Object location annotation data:
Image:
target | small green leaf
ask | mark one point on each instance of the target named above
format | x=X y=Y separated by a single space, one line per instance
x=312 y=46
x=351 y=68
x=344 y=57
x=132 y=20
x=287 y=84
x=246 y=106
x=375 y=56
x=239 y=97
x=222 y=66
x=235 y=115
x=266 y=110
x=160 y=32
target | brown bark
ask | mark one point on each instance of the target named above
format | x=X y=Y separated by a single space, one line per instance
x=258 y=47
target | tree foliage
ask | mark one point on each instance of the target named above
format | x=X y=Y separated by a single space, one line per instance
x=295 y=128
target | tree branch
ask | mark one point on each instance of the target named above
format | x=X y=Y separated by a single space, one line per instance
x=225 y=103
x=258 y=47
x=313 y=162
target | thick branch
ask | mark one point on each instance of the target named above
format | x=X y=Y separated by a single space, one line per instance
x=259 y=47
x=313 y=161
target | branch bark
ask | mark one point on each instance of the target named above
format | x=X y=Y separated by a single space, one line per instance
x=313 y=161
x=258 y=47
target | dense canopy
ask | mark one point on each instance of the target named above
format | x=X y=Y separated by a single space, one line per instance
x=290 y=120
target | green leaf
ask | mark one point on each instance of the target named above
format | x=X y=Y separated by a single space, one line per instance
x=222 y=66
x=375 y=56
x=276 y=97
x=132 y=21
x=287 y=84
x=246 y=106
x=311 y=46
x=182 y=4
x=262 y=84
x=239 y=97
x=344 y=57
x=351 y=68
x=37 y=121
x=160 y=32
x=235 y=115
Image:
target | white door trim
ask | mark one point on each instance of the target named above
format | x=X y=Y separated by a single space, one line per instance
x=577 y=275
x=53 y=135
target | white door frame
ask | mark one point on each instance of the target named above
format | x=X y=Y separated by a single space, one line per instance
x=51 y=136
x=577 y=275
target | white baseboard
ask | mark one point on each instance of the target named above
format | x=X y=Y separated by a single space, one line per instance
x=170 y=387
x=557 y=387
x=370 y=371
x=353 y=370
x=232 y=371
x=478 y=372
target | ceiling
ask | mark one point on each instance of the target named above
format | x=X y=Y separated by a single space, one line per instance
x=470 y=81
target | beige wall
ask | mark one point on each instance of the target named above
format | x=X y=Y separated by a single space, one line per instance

WHAT NEEDS TO BE DONE:
Rewrite the stretch from the line containing "target | dense canopy" through the end of the lines, swapping "one point" for "a single point" and leaving everything else as is. Return only that stretch.

FINISHED EXERCISE:
target | dense canopy
ask | mark a single point on each instance of the target named above
format | x=X y=Y separated by a single space, one line per instance
x=290 y=120
target | green leaf
ask | mark a single point on each instance of the target named above
format | x=X y=Y separated by a single space, one line per instance
x=222 y=66
x=375 y=56
x=276 y=97
x=132 y=21
x=287 y=84
x=246 y=106
x=311 y=46
x=182 y=4
x=262 y=84
x=239 y=97
x=344 y=57
x=351 y=68
x=37 y=121
x=160 y=32
x=235 y=115
Image:
target | white door trim
ask | mark a single point on each instance of the target named above
format | x=X y=Y separated by a single space, one line per instance
x=577 y=275
x=53 y=135
target | white door frame
ask | mark a single point on each instance of the target named above
format | x=X y=Y separated by a single space, one line per instance
x=51 y=136
x=577 y=275
target | white baseboard
ask | mark a single point on each instance of the target named above
format | x=X y=Y separated by a single space, one line per instance
x=170 y=387
x=557 y=387
x=370 y=371
x=353 y=370
x=232 y=371
x=478 y=372
target | ceiling
ask | mark a single point on each instance of the target named above
format | x=X y=Y separated by a single space, one line per instance
x=470 y=81
target | beige wall
ask | mark a single point on each instance of the target named above
format | x=X y=Y separated by a single space, one line per instance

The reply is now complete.